The United States lost 140,000 jobs in December, according to data released by the Labor Department Friday—much worse than economists expected and marking the first monthly decrease in employment since the pandemic forced millions of job losses in April.
The unemployment rate remained flat at 6.7% in December, as compared to November; the metric hit a record high of 14.7% in April.
There are now 10.7 million unemployed people in the United States, compared to 10.9 million in November, the government said.
The number of permanent job losers ticked down by 348,000 in December to about 3.3 million—about three times prepandemic levels.
In addition to the unexpected job losses, the labor force participation rate remained flat at 61.5%—meaning there are still 7.3 million people in America who still want a job but are not actively seeking employment.
About 4.6 million people not in the labor force in December were unable to look for work because of the pandemic, the BLS reported, up from 3.9 million in November.
December’s report continued to show stark differences in unemployment by race, with minority groups such as Black Americans and Hispanics facing above-average unemployment rates of 9.9% and 9.3%, respectively.
“With large swaths of the U.S. economy shut down throughout December to combat the spread of Covid-19, it’s no surprise that the economy lost jobs in December,” James McDonald, the CEO of Los Angeles-based Hercules Investments said of Friday’s “disappointing” jobs report. “The slower-than-expected Covid-19 vaccine rollout is keeping economic lockdowns and social distancing measures in place, which is a worrisome combination for small businesses and the jobs market.”
What To Watch For
McDonald notes that the future economic outlook is bound “ever tighter to the increasingly vulnerable labor market,” adding that the relationship between temporary job losses and permanent layoffs should shed light on how the labor market will take shape once the pandemic finally subsides.

◆ Record excerpts:
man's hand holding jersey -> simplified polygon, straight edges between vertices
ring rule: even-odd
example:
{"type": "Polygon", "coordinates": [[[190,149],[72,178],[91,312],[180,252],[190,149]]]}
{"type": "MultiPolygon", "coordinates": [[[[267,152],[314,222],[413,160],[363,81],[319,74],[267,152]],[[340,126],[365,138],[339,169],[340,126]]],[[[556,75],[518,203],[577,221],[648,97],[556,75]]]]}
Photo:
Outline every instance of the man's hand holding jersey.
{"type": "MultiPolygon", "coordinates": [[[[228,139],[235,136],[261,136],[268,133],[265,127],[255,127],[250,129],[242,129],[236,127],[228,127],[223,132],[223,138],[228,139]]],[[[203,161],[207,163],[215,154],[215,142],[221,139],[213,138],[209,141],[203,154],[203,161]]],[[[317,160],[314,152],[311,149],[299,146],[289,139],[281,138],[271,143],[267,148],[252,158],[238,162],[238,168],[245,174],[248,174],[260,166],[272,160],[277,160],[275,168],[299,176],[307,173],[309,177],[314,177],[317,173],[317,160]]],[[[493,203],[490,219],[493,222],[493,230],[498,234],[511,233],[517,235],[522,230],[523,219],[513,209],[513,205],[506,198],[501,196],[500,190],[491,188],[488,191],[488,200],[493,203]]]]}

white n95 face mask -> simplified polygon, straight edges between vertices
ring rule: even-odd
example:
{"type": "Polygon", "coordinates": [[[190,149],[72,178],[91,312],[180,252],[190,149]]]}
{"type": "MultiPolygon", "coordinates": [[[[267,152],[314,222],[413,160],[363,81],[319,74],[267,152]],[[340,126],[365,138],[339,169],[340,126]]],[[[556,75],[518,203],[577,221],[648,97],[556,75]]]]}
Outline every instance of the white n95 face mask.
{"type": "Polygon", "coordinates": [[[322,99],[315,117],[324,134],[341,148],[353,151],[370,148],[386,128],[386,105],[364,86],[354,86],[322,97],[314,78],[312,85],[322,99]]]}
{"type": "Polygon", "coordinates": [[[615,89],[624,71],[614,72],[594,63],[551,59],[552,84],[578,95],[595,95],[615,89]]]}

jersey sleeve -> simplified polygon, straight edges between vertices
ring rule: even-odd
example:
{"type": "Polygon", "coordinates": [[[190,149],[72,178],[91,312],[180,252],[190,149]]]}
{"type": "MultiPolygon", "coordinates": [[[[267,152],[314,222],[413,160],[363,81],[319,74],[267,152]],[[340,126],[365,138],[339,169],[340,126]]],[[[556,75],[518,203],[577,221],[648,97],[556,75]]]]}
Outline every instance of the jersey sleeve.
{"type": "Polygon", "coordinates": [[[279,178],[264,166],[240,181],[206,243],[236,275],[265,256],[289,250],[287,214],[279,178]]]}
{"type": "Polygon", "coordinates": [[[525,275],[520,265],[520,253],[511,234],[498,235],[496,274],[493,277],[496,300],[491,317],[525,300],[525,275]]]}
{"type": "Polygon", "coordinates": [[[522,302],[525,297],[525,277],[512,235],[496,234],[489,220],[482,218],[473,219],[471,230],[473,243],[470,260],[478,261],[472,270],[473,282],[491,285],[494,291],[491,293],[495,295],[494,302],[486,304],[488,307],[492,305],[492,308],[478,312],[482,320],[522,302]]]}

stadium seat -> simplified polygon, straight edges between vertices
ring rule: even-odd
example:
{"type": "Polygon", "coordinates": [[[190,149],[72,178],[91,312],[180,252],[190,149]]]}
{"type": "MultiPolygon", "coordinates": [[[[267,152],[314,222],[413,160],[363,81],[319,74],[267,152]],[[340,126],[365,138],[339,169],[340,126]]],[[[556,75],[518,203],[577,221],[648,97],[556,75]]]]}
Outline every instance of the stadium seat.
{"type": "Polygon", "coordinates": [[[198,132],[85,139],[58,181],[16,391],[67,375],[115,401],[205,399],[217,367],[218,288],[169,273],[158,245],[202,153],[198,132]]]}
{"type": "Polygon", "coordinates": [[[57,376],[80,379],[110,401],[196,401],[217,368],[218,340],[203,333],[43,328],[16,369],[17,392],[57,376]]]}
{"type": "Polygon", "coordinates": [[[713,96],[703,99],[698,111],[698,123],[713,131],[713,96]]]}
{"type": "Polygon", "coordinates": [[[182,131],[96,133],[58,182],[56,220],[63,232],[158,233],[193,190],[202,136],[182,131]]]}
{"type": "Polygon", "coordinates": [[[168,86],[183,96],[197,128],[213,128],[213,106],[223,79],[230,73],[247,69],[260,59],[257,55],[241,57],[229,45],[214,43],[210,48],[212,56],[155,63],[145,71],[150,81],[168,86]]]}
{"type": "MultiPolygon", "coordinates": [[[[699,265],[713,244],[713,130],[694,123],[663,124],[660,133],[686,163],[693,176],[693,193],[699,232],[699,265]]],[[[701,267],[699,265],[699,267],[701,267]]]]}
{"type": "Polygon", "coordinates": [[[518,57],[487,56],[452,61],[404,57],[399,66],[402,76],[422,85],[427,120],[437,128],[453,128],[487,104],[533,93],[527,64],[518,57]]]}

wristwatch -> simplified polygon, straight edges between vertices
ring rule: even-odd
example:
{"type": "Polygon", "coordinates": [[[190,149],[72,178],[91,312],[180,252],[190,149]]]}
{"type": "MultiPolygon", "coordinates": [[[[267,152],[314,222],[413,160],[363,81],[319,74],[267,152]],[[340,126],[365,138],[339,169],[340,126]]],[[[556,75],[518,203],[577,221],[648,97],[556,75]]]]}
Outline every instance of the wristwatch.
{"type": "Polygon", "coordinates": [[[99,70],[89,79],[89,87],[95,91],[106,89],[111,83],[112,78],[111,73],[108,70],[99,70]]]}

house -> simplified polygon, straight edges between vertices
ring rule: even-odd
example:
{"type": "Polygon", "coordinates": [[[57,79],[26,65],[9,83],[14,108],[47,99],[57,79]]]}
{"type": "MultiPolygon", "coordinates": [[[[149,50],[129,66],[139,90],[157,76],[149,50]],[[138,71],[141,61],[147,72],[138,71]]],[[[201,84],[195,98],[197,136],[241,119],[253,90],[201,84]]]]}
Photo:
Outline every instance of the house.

◆ Description of the task: Copy the article on December's job losses from "The unemployment rate" to "the government said." without changing a word.

◆ Answer to this problem:
The unemployment rate remained flat at 6.7% in December, as compared to November; the metric hit a record high of 14.7% in April.
There are now 10.7 million unemployed people in the United States, compared to 10.9 million in November, the government said.